[Region annotation entries]
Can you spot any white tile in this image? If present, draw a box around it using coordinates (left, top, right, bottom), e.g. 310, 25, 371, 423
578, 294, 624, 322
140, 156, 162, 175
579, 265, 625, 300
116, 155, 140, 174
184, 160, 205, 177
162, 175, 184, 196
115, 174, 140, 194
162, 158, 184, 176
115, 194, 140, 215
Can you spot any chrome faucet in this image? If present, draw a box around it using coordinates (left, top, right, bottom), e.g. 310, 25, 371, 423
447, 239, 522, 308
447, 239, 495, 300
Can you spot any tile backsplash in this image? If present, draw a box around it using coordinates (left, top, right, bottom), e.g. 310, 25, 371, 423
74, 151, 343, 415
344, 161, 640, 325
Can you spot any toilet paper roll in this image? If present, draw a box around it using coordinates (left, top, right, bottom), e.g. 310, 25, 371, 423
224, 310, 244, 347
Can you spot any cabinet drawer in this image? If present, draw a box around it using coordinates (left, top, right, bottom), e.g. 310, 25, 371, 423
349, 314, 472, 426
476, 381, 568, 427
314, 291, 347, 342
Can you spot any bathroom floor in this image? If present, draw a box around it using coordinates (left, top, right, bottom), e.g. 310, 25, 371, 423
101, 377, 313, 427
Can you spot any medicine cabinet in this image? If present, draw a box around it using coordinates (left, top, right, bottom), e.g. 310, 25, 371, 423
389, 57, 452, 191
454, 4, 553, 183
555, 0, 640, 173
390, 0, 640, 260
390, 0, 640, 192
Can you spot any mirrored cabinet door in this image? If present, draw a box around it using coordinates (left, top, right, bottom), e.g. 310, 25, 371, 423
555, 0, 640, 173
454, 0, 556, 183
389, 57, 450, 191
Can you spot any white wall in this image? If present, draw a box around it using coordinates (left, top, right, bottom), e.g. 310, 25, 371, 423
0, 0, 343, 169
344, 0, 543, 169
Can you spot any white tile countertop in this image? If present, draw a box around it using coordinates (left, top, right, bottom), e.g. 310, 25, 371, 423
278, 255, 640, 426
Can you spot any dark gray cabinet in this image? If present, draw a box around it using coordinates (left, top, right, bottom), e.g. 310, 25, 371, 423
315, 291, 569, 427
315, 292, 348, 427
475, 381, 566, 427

==

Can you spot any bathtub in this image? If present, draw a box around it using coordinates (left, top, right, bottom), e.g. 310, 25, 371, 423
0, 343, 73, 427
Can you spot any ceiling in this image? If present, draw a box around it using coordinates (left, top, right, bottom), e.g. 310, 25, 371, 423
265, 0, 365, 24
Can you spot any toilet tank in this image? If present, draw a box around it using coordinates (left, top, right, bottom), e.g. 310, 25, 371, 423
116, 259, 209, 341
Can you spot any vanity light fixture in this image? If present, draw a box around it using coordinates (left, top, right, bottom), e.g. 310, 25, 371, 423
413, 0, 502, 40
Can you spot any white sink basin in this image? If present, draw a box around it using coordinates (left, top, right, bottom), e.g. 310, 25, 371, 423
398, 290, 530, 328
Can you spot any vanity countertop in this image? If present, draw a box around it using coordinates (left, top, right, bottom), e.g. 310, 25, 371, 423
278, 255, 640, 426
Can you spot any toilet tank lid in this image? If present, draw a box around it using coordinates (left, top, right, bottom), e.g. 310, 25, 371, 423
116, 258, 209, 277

--

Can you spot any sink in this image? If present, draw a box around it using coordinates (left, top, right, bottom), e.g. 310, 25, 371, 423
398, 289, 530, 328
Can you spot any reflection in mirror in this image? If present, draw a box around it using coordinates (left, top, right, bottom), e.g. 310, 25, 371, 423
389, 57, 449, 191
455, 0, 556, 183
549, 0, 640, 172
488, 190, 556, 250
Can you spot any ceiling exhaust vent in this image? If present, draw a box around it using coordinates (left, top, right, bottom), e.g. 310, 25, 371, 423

[INSTRUCTION] Render the records between the line containing "Can you spot any toilet tank in" and the line containing "116, 259, 209, 341", inclusive, as a JSON list of strings with one string per line and blank lines omitted.

[THE SOLUTION]
[
  "Can you spot any toilet tank in this image? If present, draw a box around it using coordinates (left, top, right, bottom), e.g. 310, 25, 371, 423",
  "116, 259, 209, 341"
]